(Short exercise)
Please extract every line of the data below that contains the string "rooftop", matching case exactly.

Point-based annotation data
------------------------------------------------------------

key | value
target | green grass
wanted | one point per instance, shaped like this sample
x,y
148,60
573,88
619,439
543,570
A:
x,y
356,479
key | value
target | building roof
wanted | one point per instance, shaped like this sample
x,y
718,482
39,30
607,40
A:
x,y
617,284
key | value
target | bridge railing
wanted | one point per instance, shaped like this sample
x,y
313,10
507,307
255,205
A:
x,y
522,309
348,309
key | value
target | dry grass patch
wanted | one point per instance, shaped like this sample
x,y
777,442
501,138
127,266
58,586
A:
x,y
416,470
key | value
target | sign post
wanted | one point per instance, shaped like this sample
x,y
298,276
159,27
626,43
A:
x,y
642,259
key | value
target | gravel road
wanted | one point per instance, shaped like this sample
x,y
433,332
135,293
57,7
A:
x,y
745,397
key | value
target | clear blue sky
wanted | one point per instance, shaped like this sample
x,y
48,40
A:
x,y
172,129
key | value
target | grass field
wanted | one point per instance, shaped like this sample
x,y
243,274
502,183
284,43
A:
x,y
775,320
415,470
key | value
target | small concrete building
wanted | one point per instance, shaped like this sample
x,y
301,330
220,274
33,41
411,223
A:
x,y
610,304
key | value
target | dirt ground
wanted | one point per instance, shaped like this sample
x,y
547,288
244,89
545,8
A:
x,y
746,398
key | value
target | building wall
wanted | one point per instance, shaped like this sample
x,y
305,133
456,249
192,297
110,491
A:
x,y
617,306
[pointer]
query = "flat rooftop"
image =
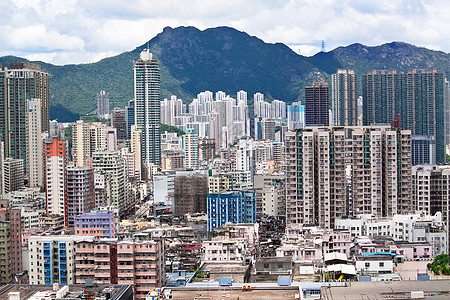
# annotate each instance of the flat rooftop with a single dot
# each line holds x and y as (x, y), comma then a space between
(226, 293)
(75, 291)
(374, 290)
(236, 271)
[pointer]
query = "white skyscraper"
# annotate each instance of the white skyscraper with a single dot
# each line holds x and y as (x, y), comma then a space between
(34, 149)
(147, 106)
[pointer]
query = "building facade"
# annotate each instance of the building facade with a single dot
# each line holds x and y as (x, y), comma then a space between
(13, 174)
(96, 223)
(316, 104)
(103, 104)
(18, 84)
(35, 145)
(233, 207)
(417, 96)
(147, 106)
(137, 263)
(190, 145)
(344, 99)
(52, 259)
(190, 194)
(80, 196)
(112, 163)
(337, 171)
(55, 172)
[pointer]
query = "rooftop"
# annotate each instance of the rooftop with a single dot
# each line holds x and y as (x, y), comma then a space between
(434, 289)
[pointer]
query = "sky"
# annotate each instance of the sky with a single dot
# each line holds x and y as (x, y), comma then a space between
(83, 31)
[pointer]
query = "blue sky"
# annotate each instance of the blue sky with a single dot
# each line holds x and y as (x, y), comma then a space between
(76, 31)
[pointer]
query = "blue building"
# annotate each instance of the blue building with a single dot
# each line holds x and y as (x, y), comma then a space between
(296, 116)
(234, 207)
(129, 117)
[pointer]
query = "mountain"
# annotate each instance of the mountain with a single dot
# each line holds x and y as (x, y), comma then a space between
(224, 59)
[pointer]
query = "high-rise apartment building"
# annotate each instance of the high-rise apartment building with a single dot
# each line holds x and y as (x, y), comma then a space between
(112, 163)
(88, 138)
(119, 123)
(129, 117)
(270, 195)
(431, 191)
(52, 258)
(5, 252)
(137, 263)
(296, 116)
(18, 84)
(14, 217)
(333, 172)
(447, 113)
(190, 145)
(206, 149)
(2, 170)
(55, 170)
(316, 104)
(13, 174)
(344, 99)
(233, 207)
(80, 196)
(147, 106)
(35, 145)
(136, 148)
(190, 194)
(268, 129)
(102, 104)
(417, 96)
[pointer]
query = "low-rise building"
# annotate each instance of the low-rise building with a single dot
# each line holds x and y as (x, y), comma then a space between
(225, 251)
(52, 258)
(233, 207)
(96, 223)
(369, 264)
(109, 261)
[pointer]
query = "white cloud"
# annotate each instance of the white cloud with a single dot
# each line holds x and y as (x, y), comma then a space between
(40, 38)
(73, 31)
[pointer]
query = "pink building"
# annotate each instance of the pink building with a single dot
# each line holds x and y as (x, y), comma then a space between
(412, 250)
(225, 250)
(96, 260)
(138, 263)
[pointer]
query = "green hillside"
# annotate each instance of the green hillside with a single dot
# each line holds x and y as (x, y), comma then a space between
(220, 58)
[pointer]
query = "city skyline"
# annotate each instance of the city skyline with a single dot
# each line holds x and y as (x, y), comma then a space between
(77, 31)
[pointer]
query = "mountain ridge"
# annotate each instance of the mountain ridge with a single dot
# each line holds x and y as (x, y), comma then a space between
(220, 58)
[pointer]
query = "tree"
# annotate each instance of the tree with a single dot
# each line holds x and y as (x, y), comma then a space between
(440, 265)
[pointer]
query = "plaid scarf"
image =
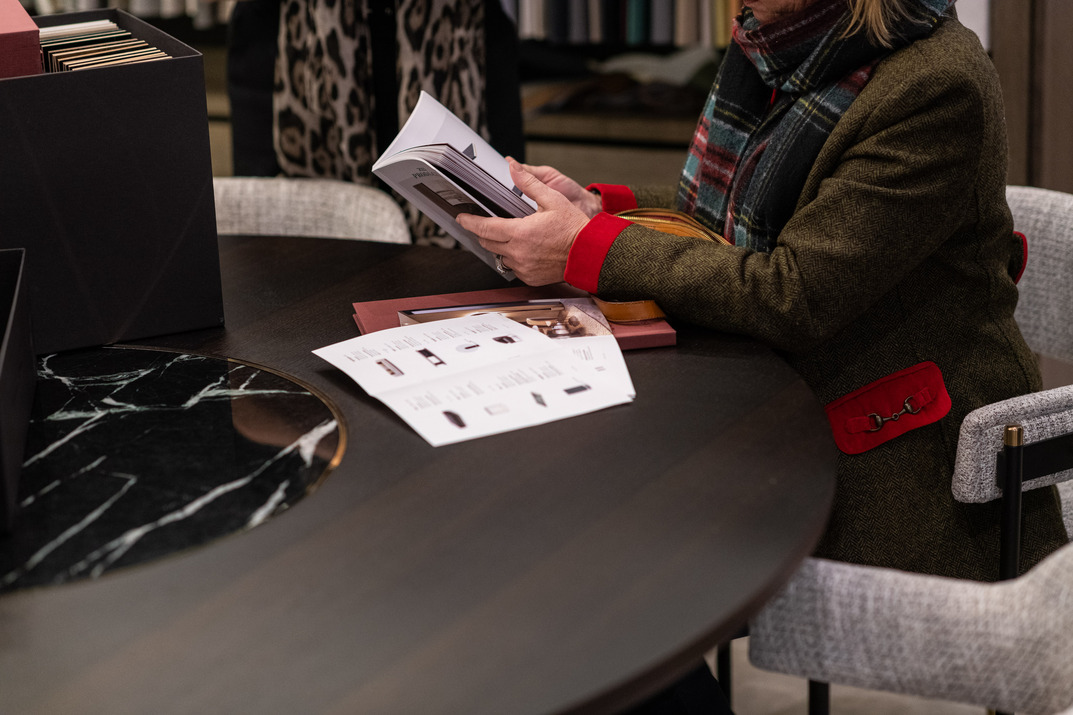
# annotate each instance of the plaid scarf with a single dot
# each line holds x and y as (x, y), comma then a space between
(780, 90)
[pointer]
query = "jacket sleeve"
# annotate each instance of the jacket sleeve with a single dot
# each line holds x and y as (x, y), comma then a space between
(894, 181)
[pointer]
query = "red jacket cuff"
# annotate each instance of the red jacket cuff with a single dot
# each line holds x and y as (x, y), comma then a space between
(615, 197)
(590, 248)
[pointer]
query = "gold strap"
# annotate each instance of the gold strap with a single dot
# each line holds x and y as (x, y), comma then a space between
(629, 311)
(670, 221)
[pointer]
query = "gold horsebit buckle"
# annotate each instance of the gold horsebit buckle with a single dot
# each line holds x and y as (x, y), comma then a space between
(907, 408)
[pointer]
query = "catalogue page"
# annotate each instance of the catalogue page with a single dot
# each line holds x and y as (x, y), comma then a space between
(480, 375)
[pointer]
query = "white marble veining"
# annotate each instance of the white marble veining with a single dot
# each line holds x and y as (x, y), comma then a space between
(133, 454)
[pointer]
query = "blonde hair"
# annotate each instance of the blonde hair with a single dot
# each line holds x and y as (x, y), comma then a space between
(879, 18)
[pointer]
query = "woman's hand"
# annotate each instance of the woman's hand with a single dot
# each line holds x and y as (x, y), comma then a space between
(534, 247)
(553, 178)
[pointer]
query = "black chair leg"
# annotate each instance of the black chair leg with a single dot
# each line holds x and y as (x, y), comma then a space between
(819, 698)
(723, 669)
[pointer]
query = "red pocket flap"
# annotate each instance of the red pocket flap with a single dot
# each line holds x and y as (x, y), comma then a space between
(888, 407)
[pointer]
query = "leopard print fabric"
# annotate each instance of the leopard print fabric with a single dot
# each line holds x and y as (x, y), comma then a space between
(323, 99)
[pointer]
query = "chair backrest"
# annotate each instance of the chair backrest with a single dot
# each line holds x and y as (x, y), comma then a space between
(326, 208)
(1044, 416)
(1046, 287)
(1004, 645)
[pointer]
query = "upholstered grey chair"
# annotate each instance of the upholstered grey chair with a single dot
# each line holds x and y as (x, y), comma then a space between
(836, 623)
(325, 208)
(1005, 645)
(1046, 288)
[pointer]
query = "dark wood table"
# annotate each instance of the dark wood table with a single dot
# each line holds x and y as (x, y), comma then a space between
(576, 566)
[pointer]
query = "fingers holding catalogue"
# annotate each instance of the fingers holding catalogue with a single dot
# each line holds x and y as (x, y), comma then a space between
(574, 192)
(535, 247)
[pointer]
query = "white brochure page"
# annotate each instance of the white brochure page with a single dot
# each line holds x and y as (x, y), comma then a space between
(462, 378)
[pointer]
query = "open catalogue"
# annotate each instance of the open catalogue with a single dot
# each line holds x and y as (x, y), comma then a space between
(482, 374)
(444, 168)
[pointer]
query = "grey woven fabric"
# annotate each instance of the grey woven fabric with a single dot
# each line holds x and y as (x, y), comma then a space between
(325, 208)
(1002, 645)
(1043, 414)
(1046, 288)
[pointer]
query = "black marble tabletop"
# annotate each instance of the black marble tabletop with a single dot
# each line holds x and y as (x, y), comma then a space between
(135, 454)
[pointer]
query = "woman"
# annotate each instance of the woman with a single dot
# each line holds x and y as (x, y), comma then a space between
(854, 154)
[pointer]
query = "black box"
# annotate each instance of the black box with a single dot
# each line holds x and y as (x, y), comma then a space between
(106, 181)
(17, 378)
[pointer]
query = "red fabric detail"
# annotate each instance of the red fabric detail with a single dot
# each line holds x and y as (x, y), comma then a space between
(855, 417)
(615, 197)
(590, 248)
(1024, 254)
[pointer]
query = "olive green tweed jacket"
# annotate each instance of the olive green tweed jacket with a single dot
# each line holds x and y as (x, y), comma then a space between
(900, 250)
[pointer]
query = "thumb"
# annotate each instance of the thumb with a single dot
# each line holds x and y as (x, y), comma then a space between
(531, 186)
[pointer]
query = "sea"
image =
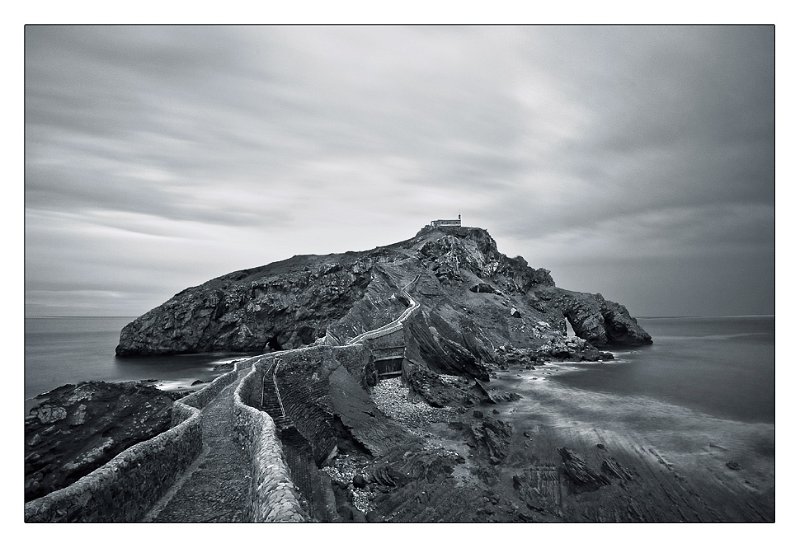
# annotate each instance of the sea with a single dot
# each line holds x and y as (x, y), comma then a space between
(69, 349)
(721, 368)
(701, 398)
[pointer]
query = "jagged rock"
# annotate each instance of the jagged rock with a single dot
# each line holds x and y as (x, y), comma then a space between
(48, 414)
(102, 420)
(596, 320)
(327, 300)
(491, 438)
(579, 473)
(611, 467)
(483, 287)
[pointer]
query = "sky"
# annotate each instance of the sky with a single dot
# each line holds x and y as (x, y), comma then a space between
(637, 162)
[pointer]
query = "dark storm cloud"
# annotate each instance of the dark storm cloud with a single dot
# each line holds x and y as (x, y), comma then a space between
(158, 157)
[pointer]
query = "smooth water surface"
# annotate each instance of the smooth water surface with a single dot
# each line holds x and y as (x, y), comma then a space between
(72, 349)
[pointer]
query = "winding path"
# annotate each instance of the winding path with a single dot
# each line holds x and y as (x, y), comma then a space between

------------------------------------------------------------

(Answer to this exercise)
query = "flat rooftop"
# annotate each instance of the flat rooftop with a single dot
query = "rooftop"
# annotate each instance of the rooftop with a single dot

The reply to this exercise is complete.